■ Task details
Transcribe each line below verbatim; pictures excluded.
══ Input records
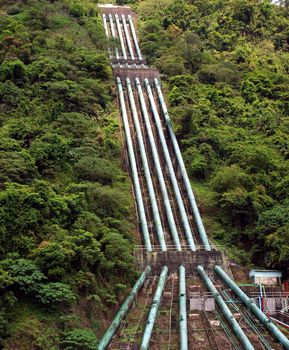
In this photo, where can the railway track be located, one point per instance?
(180, 301)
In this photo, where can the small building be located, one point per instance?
(266, 277)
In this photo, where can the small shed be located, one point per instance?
(266, 277)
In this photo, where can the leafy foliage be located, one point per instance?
(65, 209)
(226, 70)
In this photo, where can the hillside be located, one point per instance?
(66, 217)
(226, 68)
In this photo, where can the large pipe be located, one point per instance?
(154, 310)
(134, 37)
(225, 310)
(127, 37)
(120, 37)
(179, 199)
(105, 25)
(113, 35)
(133, 165)
(166, 200)
(151, 191)
(183, 309)
(254, 308)
(123, 310)
(192, 199)
(106, 31)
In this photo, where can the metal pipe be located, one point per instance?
(254, 308)
(192, 199)
(120, 37)
(160, 176)
(113, 35)
(105, 25)
(133, 165)
(151, 191)
(179, 199)
(134, 37)
(105, 340)
(127, 37)
(154, 310)
(225, 310)
(183, 309)
(106, 31)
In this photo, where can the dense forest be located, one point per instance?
(66, 211)
(225, 66)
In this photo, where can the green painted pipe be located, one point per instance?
(183, 309)
(123, 310)
(173, 178)
(113, 36)
(132, 160)
(158, 168)
(253, 307)
(145, 164)
(124, 55)
(127, 37)
(225, 310)
(154, 310)
(192, 199)
(134, 37)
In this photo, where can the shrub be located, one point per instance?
(79, 339)
(55, 293)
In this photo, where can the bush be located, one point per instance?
(54, 293)
(14, 70)
(79, 339)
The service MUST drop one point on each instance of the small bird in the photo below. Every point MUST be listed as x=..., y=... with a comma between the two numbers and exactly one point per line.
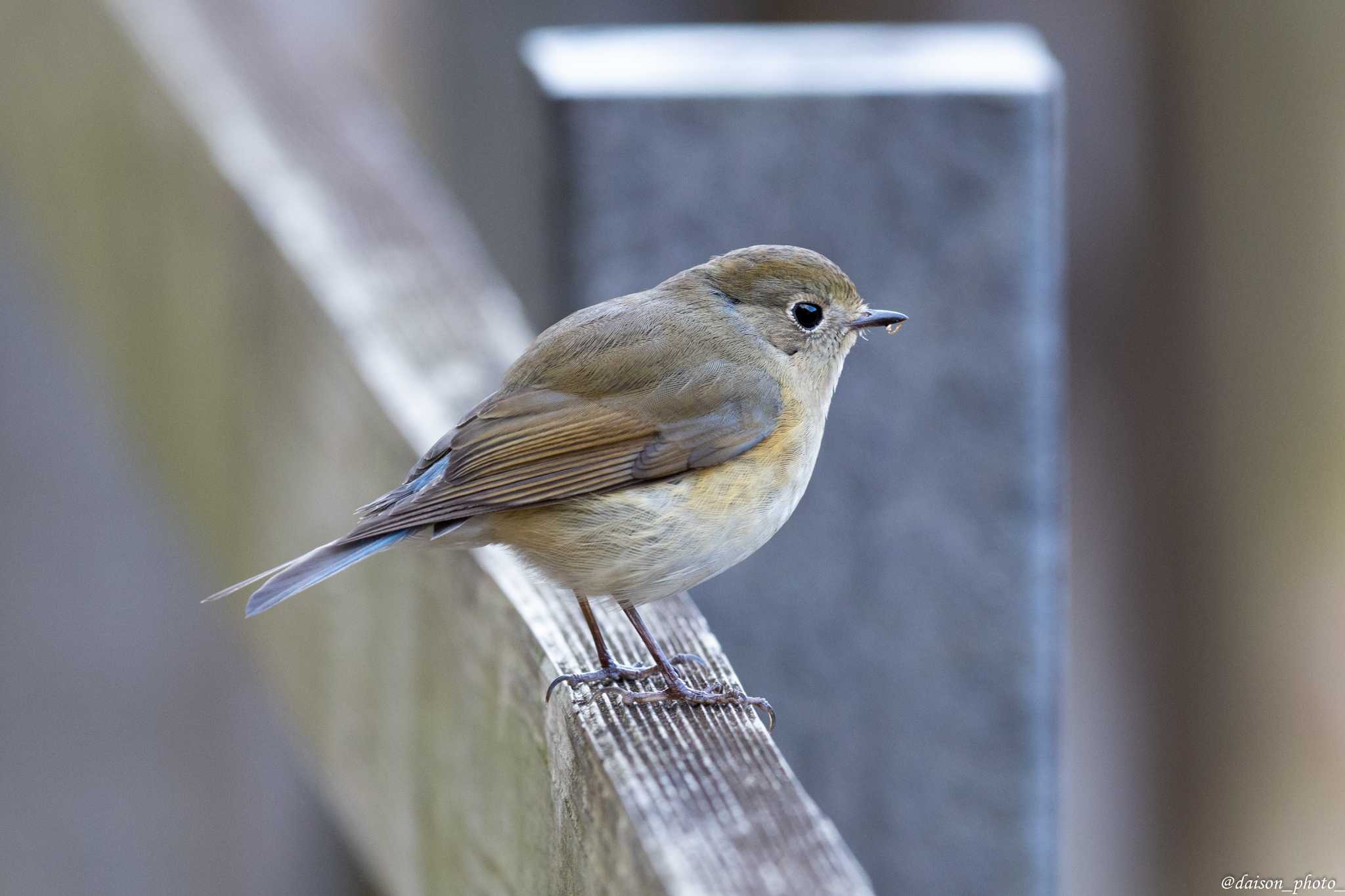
x=636, y=449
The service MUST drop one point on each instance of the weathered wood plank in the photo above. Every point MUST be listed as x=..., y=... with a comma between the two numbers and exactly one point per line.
x=925, y=159
x=299, y=308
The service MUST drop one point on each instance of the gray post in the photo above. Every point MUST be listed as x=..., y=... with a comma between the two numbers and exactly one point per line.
x=907, y=621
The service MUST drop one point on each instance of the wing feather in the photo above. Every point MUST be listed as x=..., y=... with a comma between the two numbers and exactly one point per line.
x=531, y=444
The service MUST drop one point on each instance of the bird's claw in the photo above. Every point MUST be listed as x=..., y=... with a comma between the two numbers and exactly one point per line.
x=617, y=672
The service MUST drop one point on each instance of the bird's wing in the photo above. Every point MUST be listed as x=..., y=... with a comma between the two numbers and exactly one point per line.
x=539, y=445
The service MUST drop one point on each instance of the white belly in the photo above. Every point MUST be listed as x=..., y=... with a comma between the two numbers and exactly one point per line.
x=653, y=540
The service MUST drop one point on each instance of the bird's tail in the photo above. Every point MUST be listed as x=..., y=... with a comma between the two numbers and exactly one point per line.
x=309, y=570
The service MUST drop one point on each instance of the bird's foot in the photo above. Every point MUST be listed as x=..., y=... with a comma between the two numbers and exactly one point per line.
x=617, y=672
x=678, y=691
════
■ Solution for this exercise
In this photo, where can the railway track be located, one point per instance?
(180, 301)
In this photo, where can the small building be located, one point per instance?
(266, 277)
In this photo, where can the small shed be located, one point per instance?
(266, 277)
In this photo, where can the leafy foliage be located, one point per instance?
(65, 209)
(226, 70)
In this photo, where can the hillside be located, one point per instance?
(66, 217)
(226, 68)
In this photo, where can the large pipe be located, one point per instance?
(154, 310)
(134, 37)
(225, 310)
(127, 37)
(120, 37)
(179, 199)
(105, 25)
(113, 35)
(133, 165)
(166, 200)
(151, 191)
(183, 309)
(254, 308)
(123, 310)
(192, 199)
(106, 31)
In this photo, where can the metal pipe be located, one point per instance?
(254, 308)
(192, 199)
(120, 37)
(160, 176)
(113, 35)
(105, 25)
(133, 165)
(151, 191)
(179, 199)
(134, 37)
(105, 340)
(127, 37)
(154, 310)
(225, 310)
(183, 309)
(106, 31)
In this photo, where can the dense forest be located, one point per instance?
(66, 211)
(225, 66)
In this photo, where can the green painted pipe be located, one point per instance?
(183, 309)
(123, 310)
(173, 178)
(113, 36)
(132, 160)
(158, 168)
(253, 307)
(145, 164)
(124, 55)
(127, 37)
(225, 310)
(154, 310)
(192, 199)
(134, 37)
In this photo, where can the shrub be located, one point per instance?
(79, 339)
(55, 293)
In this photo, where can the bush be located, one point per instance?
(54, 293)
(14, 70)
(79, 339)
The service MUST drop one point on each instance of the small bird in the photo below. Every point MUST be listed as x=..., y=... with a comma between the two numbers and exactly one point per line.
x=636, y=449
The service MUST drop one point on each instance of the weathered wood plank in the photo above. Every point MUST be listed as x=..., y=... with a comma between the two numbers and exactly one point per line.
x=925, y=159
x=299, y=308
The service MUST drop one point on each instance of the gray post in the photo above. Every point MUST be listed as x=..., y=... with a comma between the two numbers and exactly one point per line.
x=907, y=621
The service MUST drop one point on each instance of the wing feather in the photo above. Every point MUST be listed as x=..., y=... with a comma between the two numbers and exactly one point per line.
x=531, y=444
The service MUST drop one point on each instance of the bird's claw in the photo above. Every point MUST be listed as x=..., y=... with a comma between the two numbers and exactly one point per line.
x=617, y=672
The service MUST drop one point on each instance of the bird's wing in the photo above. Every point MUST be listed as x=..., y=... with a comma between the two numbers and exactly one point per line.
x=539, y=445
The service MUST drop one point on each instance of the white belly in the photo above. Every point MUST be listed as x=..., y=... with a comma between the two numbers and exactly one point per line.
x=653, y=540
The service MUST drop one point on each instance of the bird's tail in the photo above. Every point MUST be listed as x=..., y=... with a comma between the two numbers and exactly one point per line.
x=309, y=570
The service MUST drop one point on each instance of the bird's foot in the photo above. Every point MUST be listed as x=..., y=... with a comma between the two numbers and exactly one point per line.
x=617, y=672
x=678, y=691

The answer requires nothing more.